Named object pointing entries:
===============
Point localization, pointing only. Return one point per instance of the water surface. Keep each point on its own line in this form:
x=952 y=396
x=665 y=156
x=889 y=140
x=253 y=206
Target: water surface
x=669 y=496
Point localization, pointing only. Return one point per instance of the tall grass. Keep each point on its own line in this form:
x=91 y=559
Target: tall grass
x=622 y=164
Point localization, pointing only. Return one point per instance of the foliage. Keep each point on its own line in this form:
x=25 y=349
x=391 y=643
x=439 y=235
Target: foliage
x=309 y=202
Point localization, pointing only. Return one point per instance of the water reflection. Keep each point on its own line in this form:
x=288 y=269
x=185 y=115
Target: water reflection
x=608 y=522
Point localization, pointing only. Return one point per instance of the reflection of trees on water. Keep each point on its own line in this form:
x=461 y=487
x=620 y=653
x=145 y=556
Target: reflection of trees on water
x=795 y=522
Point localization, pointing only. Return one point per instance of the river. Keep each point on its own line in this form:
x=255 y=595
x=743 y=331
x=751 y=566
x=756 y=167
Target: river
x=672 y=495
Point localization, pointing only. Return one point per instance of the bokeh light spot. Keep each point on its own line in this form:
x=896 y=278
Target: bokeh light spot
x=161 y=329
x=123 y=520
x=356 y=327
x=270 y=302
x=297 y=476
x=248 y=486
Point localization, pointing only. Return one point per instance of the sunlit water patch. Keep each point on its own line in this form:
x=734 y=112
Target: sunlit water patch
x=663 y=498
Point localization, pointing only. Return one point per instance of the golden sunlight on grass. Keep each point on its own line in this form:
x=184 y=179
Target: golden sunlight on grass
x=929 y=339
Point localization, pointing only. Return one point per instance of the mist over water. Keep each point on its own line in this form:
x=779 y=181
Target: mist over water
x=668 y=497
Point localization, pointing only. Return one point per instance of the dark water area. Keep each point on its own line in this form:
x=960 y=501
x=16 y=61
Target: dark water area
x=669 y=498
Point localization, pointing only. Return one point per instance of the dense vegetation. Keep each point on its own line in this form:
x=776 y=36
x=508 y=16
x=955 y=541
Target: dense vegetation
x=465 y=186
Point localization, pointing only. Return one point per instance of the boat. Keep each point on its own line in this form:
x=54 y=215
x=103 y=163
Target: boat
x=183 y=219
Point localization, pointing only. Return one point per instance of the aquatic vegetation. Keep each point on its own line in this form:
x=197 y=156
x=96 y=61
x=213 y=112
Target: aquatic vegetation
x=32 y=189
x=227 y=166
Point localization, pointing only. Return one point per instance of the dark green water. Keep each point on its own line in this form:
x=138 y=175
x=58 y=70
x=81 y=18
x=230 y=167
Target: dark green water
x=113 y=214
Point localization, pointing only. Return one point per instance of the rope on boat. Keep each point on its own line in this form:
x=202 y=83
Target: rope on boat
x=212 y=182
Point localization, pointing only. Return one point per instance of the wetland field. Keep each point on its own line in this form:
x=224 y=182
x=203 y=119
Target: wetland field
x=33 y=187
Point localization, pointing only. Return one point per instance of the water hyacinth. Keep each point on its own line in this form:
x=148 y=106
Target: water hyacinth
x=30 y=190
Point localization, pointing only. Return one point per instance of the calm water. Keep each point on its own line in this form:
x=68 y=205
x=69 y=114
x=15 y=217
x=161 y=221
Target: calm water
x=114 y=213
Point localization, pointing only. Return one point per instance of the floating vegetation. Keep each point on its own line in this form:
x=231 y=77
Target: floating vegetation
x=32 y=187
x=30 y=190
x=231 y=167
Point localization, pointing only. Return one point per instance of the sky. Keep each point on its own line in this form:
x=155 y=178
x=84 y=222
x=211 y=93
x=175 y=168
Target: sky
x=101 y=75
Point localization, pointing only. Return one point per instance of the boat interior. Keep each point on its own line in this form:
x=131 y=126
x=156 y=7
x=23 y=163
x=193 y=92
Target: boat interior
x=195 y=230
===============
TASK INSTRUCTIONS:
Rewrite the entries from the line containing "the water reflection." through the line containing "x=795 y=522", requests included, and reduce every coordinate in the answers by 119. Leave the requests and their format samples unchanged.

SOLUTION FOR THIS PROBLEM:
Point localization, pointing only. Return one point per instance of the water reflection. Keep each point on its own line in this form:
x=288 y=269
x=185 y=115
Target: water reflection
x=489 y=403
Point localization, pointing only. Return one point per instance of the reflection of trees on water. Keep each point on its own line in this form:
x=461 y=487
x=620 y=653
x=145 y=556
Target: reflection of trees on water
x=676 y=403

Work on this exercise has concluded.